## Task directions
Reproduce word for word the lines between the one containing "M508 120L368 227L565" and the end of the entries below, both inclusive; leave out pictures.

● ● ●

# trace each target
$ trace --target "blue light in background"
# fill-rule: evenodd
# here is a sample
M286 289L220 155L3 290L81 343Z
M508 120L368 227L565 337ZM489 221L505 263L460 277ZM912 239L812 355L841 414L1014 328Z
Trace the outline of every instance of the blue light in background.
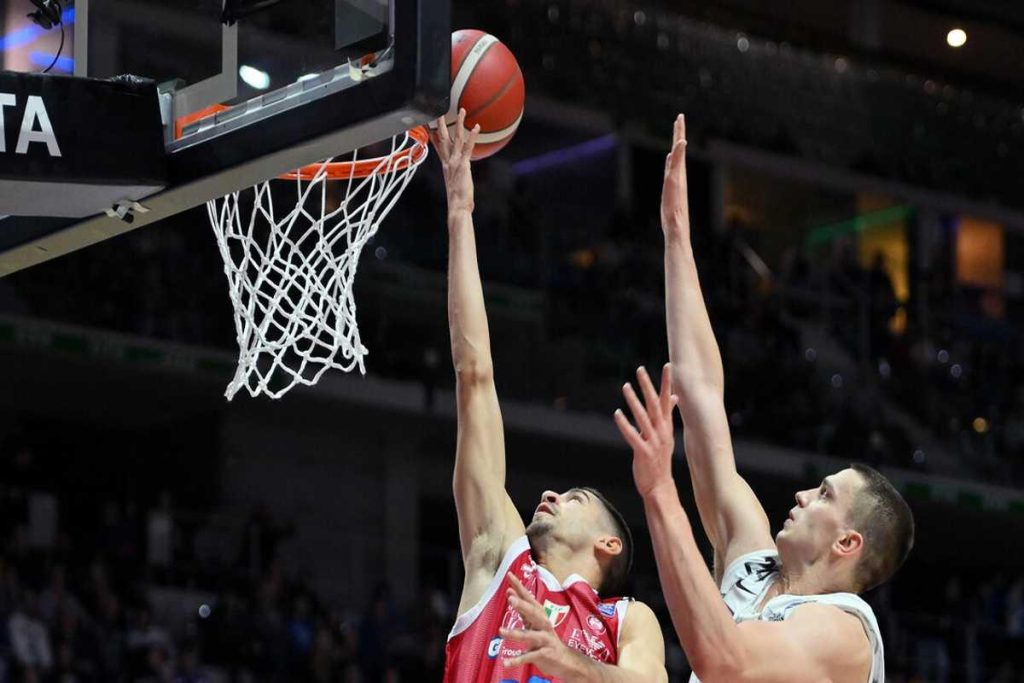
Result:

● ● ●

## Response
M508 120L368 227L565 337ZM489 221L505 263L460 277ZM912 239L812 355L841 414L1014 328Z
Trace the outline of every instance of the blue light in background.
Result:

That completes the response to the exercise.